■ **EXTRACTED INFORMATION**:
----------

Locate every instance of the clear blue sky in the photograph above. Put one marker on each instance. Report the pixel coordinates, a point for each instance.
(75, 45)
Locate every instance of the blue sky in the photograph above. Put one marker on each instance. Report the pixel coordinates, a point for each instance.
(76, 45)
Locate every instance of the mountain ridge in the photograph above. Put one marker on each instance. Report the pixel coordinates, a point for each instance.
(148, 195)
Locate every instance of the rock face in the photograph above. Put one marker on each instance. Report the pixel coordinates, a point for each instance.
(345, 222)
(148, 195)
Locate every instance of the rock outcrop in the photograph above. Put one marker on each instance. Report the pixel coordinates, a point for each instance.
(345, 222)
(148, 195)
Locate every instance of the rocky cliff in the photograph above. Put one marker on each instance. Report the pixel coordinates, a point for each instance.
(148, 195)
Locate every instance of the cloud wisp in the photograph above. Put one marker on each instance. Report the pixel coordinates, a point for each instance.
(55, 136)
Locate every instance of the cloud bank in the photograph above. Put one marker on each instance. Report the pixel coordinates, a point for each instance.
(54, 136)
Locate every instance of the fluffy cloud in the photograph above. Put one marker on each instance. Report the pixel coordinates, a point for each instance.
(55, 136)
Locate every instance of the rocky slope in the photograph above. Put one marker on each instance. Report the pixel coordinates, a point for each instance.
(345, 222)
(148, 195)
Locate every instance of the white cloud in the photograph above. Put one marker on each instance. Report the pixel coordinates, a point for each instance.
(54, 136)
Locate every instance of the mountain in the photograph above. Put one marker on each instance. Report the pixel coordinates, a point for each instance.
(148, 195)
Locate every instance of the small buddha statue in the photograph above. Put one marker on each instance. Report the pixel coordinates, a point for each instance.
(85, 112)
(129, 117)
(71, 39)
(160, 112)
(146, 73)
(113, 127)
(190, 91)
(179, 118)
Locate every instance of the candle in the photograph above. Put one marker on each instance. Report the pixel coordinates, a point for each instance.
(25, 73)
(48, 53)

----------

■ **PROBLEM DETAILS**: Convert the records above into a two-column CSV with the headers "label_request" and "points". Each request gets one row, with its text in the first field and all of its answer in the second. Quote both fields and replace line breaks with spaces.

■ **WORKED SOLUTION**:
label_request,points
"Locate every instance of the clear blue sky in the photograph above. Put one marker on each instance. Report the pixel coordinates, a point for each instance.","(75, 45)"
"Locate every instance of the blue sky in the photograph above. Put one marker on each instance. Report the pixel coordinates, a point for each instance.","(76, 45)"
"Locate every instance of the mountain ridge in the photograph above. Put one marker on each instance. Report the pixel coordinates, a point for each instance.","(148, 195)"
"Locate every instance of the rock face in the photograph above. Put one marker on each instance. Report the pixel coordinates, a point for each instance.","(345, 222) (148, 195)"
"Locate every instance of the rock outcrop in the photograph above. Put one marker on each instance. Report the pixel coordinates, a point for each instance.","(345, 222) (148, 195)"
"Locate every instance of the rocky cliff in the photograph above. Put one marker on each instance. Report the pixel coordinates, a point for each instance.","(148, 195)"
"Locate every instance of the cloud wisp in the photograph above. Put one marker on each instance. Report the pixel coordinates, a point for each instance.","(55, 136)"
"Locate every instance of the cloud bank in the photograph above. Put one marker on each instance. Report the pixel coordinates, a point for each instance.","(54, 136)"
"Locate every instance of the fluffy cloud in the photograph above. Put one marker on each instance. Report the pixel coordinates, a point for each instance.","(55, 136)"
"Locate every instance of the rocky slope in the photograph above. Put one marker on each instance. Report the pixel coordinates, a point for each instance.","(345, 222) (148, 195)"
"Locate every instance of the white cloud in the photograph above. Put one marker on each instance. Report the pixel coordinates, a point for each instance.","(54, 136)"
"Locate every instance of the mountain in the photograph above. Put one marker on each instance. Report the pixel coordinates, a point for each instance.","(148, 195)"
"Locate every instance of the small buddha statue in the photograph above. Put one marker on each instance. Report the pixel coordinates, a point for each instance.","(85, 112) (129, 117) (71, 39) (160, 112) (146, 73) (113, 127) (190, 91) (179, 118)"
"Locate every instance of the candle in the photograph above. Put one marker on each instance. Report the pixel coordinates, a point for each instance.","(25, 73) (48, 53)"